» **EXERCISE TASKS**
a) Copy the part of the passage on the National Practitioner Data Bank starting with "How often does" and going on through "the data bank.".
b) In the passage on the National Practitioner Data Bank, which three state boards automatically get updates when new information is entered on a physician?
c) Carry the passage on the National Practitioner Data Bank forward from its last sentence.

» **SUPPLIED PASSAGE**
How often does your state medical board search doctors in the National Practitioner Data Bank?
Surprisingly not often, according to data provided to the Association of Health Care Journalists by the U.S. Health Resources and Services Administration, which runs the data bank.
Get a spreadsheet showing how often each state medical board searches for doctors in the National Practitioner Data Bank. One worksheet shows information about physicians, the other shows information about residents and interns.
AHCJ and other media groups have been pushing the government to restore unfettered access to the Public Use File of the data bank, citing important stories that journalists have written about lax oversight of doctors by state medical boards.
State medical boards have access to complete information within the data bank about a doctor’s disciplinary history, hospital sanctions and malpractice payouts. The Public Use File, which had been available to reporters and researchers for years, provided the same information without identifying information about the doctors involved.
HRSA removed the Public Use File from its website on Sept. 1 following complaints from a doctor that a reporter from The Kansas City Star inappropriately used it to identify him. The agency restored the file last week, but with new restrictions that seek to bar reporters from using it with other data sets to identify physicians. AHCJ and other media groups call the new restrictions unworkable and an unconstitutional prior restraint.
AHCJ requested data from HRSA so reporters could see how often their states check the backgrounds of MDs and DOs, as well as interns and residents. The numbers are available in two different charts. Beyond that, HRSA said, three state boards have a relationship with HRSA in which they automatically get updates when new information is entered on a physician. They are: Nevada (DO), Oregon (MD) and Pennsylvania (MD).

» **SUPPLIED DATA**
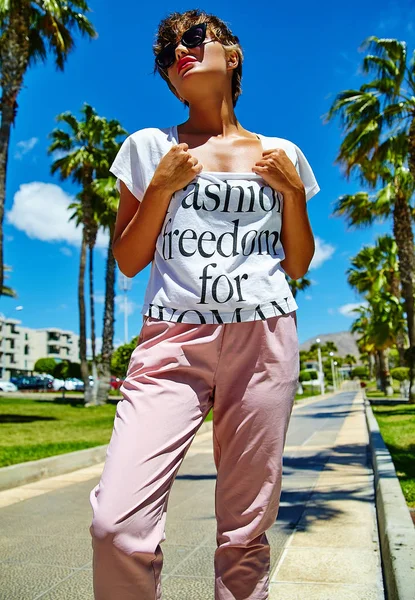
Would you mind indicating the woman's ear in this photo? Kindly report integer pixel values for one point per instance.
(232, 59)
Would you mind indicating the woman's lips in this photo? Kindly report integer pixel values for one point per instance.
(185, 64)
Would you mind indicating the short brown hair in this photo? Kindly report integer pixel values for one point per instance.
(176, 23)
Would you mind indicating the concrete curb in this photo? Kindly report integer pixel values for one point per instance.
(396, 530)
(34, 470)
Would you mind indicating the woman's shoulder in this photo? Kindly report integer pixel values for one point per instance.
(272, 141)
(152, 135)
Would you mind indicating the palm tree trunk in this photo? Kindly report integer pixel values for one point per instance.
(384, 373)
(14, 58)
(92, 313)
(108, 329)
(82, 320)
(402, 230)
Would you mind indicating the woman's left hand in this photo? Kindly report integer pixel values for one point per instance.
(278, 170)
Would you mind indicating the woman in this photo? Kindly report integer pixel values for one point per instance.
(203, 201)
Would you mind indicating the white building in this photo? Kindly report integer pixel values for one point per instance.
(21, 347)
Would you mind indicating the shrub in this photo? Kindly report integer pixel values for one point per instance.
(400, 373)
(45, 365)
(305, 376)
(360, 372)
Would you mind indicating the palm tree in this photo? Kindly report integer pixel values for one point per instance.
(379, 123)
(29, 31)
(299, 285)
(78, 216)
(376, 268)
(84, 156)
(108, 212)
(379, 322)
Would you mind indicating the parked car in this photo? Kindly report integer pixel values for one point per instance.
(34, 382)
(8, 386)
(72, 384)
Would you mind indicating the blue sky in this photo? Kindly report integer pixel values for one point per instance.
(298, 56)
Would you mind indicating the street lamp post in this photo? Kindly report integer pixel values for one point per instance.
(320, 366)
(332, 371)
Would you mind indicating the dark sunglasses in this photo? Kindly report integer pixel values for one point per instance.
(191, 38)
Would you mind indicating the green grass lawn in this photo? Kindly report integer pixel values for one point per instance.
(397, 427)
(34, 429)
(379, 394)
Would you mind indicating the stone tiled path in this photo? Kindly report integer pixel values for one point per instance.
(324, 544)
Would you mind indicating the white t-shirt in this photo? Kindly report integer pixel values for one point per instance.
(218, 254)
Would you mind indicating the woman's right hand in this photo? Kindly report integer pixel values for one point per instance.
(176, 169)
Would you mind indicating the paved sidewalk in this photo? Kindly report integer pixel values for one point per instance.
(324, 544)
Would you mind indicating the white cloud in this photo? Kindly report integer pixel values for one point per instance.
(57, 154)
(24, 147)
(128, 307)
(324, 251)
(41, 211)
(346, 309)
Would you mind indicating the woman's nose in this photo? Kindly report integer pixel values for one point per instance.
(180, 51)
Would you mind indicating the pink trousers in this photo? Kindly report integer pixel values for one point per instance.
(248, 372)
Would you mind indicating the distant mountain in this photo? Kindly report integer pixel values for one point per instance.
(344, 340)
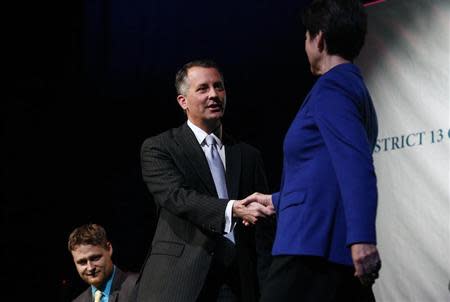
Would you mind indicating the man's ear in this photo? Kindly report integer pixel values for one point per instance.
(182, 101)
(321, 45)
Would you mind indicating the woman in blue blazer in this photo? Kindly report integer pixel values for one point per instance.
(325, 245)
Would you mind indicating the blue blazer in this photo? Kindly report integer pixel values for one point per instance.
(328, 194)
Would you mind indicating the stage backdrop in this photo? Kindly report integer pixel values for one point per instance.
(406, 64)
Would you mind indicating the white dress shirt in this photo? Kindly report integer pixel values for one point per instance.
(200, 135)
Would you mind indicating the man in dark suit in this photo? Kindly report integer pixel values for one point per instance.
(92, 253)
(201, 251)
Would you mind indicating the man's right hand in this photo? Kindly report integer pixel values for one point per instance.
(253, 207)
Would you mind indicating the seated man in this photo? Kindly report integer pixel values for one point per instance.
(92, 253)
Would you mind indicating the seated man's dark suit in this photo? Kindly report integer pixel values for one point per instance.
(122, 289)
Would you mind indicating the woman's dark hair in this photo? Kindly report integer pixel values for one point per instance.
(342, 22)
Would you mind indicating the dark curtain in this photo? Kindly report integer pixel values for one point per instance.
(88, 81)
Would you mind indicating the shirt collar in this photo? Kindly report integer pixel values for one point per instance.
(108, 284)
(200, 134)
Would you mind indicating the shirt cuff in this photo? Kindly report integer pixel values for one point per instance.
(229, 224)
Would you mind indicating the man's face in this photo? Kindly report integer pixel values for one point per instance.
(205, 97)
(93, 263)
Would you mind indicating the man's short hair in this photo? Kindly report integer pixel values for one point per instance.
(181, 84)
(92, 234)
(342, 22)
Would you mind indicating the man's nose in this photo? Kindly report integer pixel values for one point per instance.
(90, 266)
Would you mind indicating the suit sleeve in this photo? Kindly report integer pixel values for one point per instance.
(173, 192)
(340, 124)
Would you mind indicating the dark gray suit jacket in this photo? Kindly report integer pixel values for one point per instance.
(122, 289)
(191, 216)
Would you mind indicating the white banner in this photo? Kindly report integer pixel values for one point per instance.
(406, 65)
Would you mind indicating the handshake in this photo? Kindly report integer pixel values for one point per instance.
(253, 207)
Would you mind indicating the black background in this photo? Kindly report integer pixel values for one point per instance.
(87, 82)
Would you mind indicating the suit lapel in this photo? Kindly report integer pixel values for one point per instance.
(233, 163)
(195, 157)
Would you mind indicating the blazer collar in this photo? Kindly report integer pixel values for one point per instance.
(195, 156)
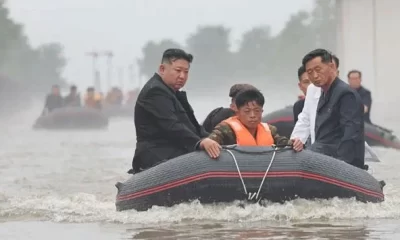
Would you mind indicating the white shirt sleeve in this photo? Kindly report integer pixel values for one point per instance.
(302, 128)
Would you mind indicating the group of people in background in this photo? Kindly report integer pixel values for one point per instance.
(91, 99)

» **RESPONSES PER TASK**
a)
How often does your state medical board search doctors in the National Practitioner Data Bank?
Surprisingly not often, according to data provided to the Association of Health Care Journalists by the U.S. Health Resources and Services Administration, which runs the data bank.

b) Nevada (DO), Oregon (MD) and Pennsylvania (MD).

c)
“I encourage journalists to look up their state medical boards in our chart and see how often they consult the data bank,” AHCJ President Charles Ornstein said. “If they are not looking physicians up, they should be asked how they are sure they are protecting the public from dangerous or incompetent doctors.”
HRSA spokesman Martin Kramer said in an email that,
HRSA is also working proactively to protect the public by reducing potential barriers for State licensing boards to receive NPDB information.
One step that HRSA took in the past year was to conduct a small pilot study with the Federation of State Medical Boards to determine if hospitals and medical malpractice payers send a copy of the NPDB report, as required, to the licensing board.
To assure that Medical Boards receive the hospital and medical malpractice payment reports, in January 2012 the reporters (hospitals and medical malpractice payers) will be able to send an electronic copy to the State medical board through the NPDB.
We believe this change will be cost saving and time effective for the reporters and State medical boards.”